> [WHAT YOU NEED TO DO]: Reproduce every line of the records below, character for character, without changing anything.

> [ENTRIES SHOWN]:
========

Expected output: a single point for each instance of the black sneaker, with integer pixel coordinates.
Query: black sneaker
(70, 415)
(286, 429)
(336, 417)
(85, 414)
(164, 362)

========

> [OUTPUT OF THE EXERCISE]:
Expected output: a single point for each instance of the black sneaker, with integer pixel coordinates.
Query: black sneaker
(70, 415)
(286, 429)
(336, 417)
(85, 414)
(164, 362)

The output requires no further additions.